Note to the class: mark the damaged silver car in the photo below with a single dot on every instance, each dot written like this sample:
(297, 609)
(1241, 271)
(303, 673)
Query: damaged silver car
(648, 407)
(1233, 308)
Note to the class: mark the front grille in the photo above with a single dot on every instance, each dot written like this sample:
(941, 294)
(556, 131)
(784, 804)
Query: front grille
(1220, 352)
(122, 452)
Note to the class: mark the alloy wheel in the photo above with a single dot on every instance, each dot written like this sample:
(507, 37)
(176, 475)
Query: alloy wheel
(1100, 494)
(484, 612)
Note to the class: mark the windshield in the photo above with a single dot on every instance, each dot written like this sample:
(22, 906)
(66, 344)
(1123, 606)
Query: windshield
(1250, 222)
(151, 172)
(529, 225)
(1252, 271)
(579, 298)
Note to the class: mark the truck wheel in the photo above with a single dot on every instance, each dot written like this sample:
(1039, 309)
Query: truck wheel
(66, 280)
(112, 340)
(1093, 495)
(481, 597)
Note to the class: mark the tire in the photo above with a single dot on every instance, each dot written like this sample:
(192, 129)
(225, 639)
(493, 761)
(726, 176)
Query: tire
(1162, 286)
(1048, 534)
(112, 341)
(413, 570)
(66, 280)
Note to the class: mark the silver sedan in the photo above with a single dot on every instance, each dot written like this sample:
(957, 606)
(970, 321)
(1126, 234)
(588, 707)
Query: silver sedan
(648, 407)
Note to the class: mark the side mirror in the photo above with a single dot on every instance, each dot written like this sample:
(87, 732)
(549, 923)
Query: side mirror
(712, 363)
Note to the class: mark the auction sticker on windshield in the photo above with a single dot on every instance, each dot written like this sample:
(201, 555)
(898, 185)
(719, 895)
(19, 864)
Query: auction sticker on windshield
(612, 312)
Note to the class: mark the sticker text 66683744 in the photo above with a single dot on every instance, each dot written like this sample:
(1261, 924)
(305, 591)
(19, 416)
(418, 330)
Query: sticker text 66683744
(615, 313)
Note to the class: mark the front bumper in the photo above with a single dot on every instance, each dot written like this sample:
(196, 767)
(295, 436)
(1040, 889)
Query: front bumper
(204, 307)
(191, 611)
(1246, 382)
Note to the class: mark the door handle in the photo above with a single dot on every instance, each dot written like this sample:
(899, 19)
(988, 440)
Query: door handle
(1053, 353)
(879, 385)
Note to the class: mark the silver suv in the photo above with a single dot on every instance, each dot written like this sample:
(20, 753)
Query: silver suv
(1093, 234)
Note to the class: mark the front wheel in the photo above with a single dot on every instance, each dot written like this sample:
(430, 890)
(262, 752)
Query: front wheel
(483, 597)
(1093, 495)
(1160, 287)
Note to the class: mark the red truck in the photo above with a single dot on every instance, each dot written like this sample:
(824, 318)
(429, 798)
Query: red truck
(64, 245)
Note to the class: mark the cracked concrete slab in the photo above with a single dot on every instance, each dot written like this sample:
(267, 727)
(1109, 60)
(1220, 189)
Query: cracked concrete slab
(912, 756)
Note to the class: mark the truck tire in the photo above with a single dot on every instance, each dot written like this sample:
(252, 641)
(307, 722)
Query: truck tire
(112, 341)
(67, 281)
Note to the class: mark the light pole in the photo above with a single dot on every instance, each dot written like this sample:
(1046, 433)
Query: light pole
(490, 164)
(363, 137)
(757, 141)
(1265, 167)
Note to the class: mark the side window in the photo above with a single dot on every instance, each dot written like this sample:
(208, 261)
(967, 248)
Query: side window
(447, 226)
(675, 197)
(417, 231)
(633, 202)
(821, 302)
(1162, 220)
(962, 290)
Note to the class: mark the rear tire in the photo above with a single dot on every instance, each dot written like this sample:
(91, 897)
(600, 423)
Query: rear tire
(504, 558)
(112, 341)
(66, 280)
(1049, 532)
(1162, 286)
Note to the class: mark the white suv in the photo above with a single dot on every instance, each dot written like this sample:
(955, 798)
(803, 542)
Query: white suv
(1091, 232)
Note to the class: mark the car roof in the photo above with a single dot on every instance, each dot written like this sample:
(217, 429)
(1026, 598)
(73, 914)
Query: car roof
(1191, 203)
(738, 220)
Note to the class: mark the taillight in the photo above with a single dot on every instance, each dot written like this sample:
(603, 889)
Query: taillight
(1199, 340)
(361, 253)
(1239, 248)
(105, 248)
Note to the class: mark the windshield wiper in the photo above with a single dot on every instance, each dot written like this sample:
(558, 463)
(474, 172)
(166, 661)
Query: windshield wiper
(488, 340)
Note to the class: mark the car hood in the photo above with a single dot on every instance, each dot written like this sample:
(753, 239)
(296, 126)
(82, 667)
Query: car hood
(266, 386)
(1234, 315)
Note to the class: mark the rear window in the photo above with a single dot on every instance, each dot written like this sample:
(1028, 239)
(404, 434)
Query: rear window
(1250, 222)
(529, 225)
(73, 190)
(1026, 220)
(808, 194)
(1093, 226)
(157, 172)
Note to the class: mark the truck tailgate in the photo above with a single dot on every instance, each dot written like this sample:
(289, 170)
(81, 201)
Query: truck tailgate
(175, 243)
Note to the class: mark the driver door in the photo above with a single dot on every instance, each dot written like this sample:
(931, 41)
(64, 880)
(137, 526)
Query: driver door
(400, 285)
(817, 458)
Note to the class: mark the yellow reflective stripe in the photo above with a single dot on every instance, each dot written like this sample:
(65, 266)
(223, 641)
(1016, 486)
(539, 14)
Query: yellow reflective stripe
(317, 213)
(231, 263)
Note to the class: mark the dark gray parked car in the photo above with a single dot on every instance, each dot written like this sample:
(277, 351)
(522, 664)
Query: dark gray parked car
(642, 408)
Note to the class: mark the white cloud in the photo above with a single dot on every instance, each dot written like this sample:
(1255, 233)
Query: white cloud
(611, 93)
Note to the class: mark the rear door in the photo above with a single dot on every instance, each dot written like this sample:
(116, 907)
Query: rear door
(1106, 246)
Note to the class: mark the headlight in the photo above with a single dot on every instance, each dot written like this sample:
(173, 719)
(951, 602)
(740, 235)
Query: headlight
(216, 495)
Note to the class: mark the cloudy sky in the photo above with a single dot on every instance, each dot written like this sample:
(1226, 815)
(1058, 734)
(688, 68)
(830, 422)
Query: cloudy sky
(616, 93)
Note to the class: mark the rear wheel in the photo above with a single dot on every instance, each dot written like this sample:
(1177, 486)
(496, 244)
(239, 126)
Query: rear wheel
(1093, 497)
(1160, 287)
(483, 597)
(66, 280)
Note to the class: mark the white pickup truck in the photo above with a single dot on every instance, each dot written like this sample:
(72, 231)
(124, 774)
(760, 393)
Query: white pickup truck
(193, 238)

TASK OBJECTIVE
Repeat all the records without altering a single word.

REPLY TO THE TASK
Note to the class: mark the damaged silver car in the photo below with a single dot on every instance, each dot written like this sample:
(297, 609)
(1241, 271)
(303, 673)
Query: damaged silver car
(648, 407)
(1233, 308)
Note to the class: mark the front grille in the photo above with a single dot on every instance, each dot written like this sample:
(941, 294)
(556, 131)
(784, 804)
Query: front grille
(1220, 352)
(122, 452)
Note to the class: mark the alloy wheel in the photo above with a single dot on every instance, each dot written like this sample:
(507, 37)
(176, 475)
Query: alloy wheel
(1100, 494)
(484, 612)
Note to the class: mark the windshield in the photo above with a single dot on every instance, each dot written like this sample:
(22, 906)
(66, 344)
(1123, 606)
Query: windshield
(1250, 222)
(151, 172)
(529, 225)
(1252, 271)
(579, 298)
Note to the class: mark the truck wheel in the photo above with a single dot on every instance, each dot written like this sample:
(1039, 309)
Query: truck wheel
(66, 280)
(112, 340)
(1093, 495)
(481, 597)
Note to the class: mark the tire in the photo above with a single dot on every instance, each dot written like this sample:
(192, 129)
(225, 639)
(493, 761)
(726, 176)
Query: tire
(1162, 286)
(1048, 534)
(112, 341)
(413, 570)
(66, 280)
Note to the class: mark the silver sedan in the photo above with a single dot on every instance, each dot written like this sample:
(957, 606)
(970, 321)
(1126, 234)
(588, 707)
Query: silver sedan
(648, 407)
Note to the class: mark the side mirror in the photo above with a single dot on every instance, each dot written like this sample:
(87, 732)
(549, 923)
Query: side mirror
(712, 363)
Note to the class: mark the auction sticker on windshield in the photo above with a single dot on every instance, each dot written like this sample:
(201, 555)
(898, 185)
(719, 895)
(19, 864)
Query: auction sticker on windshield
(612, 312)
Note to the class: mark the sticker text 66683744 in the photo above with a single dot on every instance, each dot written like this sample:
(1261, 924)
(305, 591)
(19, 416)
(418, 330)
Query: sticker text 66683744
(615, 313)
Note to the class: mark the front bumper in the photo above with a single dot on every instance, each dot written like this sample:
(196, 767)
(295, 436)
(1040, 889)
Query: front bumper
(204, 307)
(191, 611)
(1246, 382)
Note to the class: mark the door handle in the photo above with a single dot on every instance, each dot written like this sample:
(899, 19)
(988, 440)
Query: door handle
(1053, 353)
(879, 385)
Note to the class: mark the silver suv in the photo above with a single dot on every instance, each dot written like this sample:
(20, 753)
Query: silver suv
(1093, 234)
Note to the class: mark the front wheel in the photo above with a single dot on every instance, each dot written like this sample:
(430, 890)
(262, 752)
Query: front wheel
(483, 597)
(1093, 495)
(1160, 287)
Note to the class: mark the red truck in the photo above with a single dot on every instance, each dot written like this sample:
(824, 318)
(429, 798)
Query: red truck
(64, 245)
Note to the class: mark the cracked concrete slab in the photo above with a single dot on every instance, each dot written like this sample:
(267, 727)
(1109, 60)
(1220, 189)
Query: cracked concrete slab
(912, 756)
Note to the class: mark the truck tire in the photo above with a single dot on every instance, each dot written like this sample:
(252, 641)
(307, 722)
Query: truck tire
(112, 341)
(67, 281)
Note to the class: mark the light pole in the photo above with a single dot on every instance, each dot written like this sample:
(1046, 433)
Query: light pole
(490, 164)
(363, 137)
(757, 141)
(1265, 167)
Note to the class: mark the side window in the photo above with a single dot on every instance, each dot written like this sample:
(208, 261)
(967, 248)
Query: side window
(447, 226)
(675, 197)
(417, 231)
(633, 202)
(821, 302)
(1162, 220)
(962, 290)
Note to the class: mark the rear tire in the photo above with a single dot on every instance, each dot written like this sample:
(91, 897)
(600, 423)
Query: rear tire
(504, 558)
(112, 341)
(66, 280)
(1049, 532)
(1162, 286)
Note to the class: mark the white suv in the photo above with a single dot on every instance, each dot written like this sample:
(955, 798)
(803, 542)
Query: white suv
(1091, 232)
Note to the class: mark the car roof in the photo above with a single dot on every instance, each dot written like this sample:
(217, 429)
(1026, 598)
(73, 914)
Query: car roof
(1191, 203)
(738, 220)
Note to the class: mark the taillight in the photo above with a single dot on every instance, each dot written like this sample:
(603, 889)
Query: taillight
(1199, 340)
(361, 253)
(1239, 248)
(105, 248)
Note to the class: mark the windshield wiper in the photo above with a single dot on every instance, each dot written like this sample:
(558, 463)
(474, 172)
(166, 661)
Query: windshield wiper
(488, 340)
Note to the class: mark the car hood in the photo above with a single dot on every instance, each dot written like this sample:
(753, 239)
(296, 126)
(82, 667)
Query: car hood
(266, 386)
(1234, 315)
Note to the class: mark the rear window in the photo above with a single dot on every instance, each dot written like this sample:
(1028, 239)
(404, 434)
Query: rear window
(1250, 222)
(529, 225)
(73, 190)
(1026, 220)
(808, 194)
(1093, 226)
(157, 172)
Note to the class: mark the truck tailgate in the photo above with a single dot on every instance, each dot written like this sample:
(289, 170)
(81, 201)
Query: truck tailgate
(175, 243)
Note to the class: mark the driver door in the photo above with a single dot on every instance, each dot written like this sample:
(931, 41)
(64, 880)
(137, 526)
Query: driver door
(400, 285)
(817, 458)
Note to the class: mark the yellow reflective stripe in the photo above with a single dot on every instance, each dot written like this sample:
(65, 266)
(223, 641)
(1016, 486)
(539, 14)
Query: yellow reflective stripe
(317, 213)
(231, 263)
Note to the class: mark the dark gray parked car in the photo above with a single dot on every instance, each dot written like this sample:
(277, 351)
(522, 664)
Query: dark gray parked car
(642, 408)
Note to the class: mark the white cloud in the photo above with a single dot on every instance, each dot written like this sample:
(1255, 233)
Query: white cloud
(611, 93)
Note to the class: mark the rear door in the photo above with a single dot on every instance, each dot written like this sample:
(116, 907)
Query: rear door
(1106, 246)
Note to the class: mark the headlight in the photo above with a single dot on every instance, each dot written like this sample:
(173, 719)
(951, 602)
(740, 235)
Query: headlight
(216, 495)
Note to the class: mark the cloudy sky in the photo above with a single dot on every instance, each dot written like this sample:
(1226, 815)
(1058, 734)
(688, 68)
(830, 422)
Query: cloudy sky
(616, 93)
Note to the class: mark the rear wheel in the photo above with a single dot on every instance, each dot written like this sample:
(1177, 486)
(496, 244)
(239, 126)
Query: rear wheel
(1093, 497)
(1160, 287)
(483, 597)
(66, 280)
Note to the class: mark the white pickup truck in the photo above with a single dot on every instance, each dot written like this sample:
(72, 231)
(124, 774)
(760, 393)
Query: white pickup truck
(193, 238)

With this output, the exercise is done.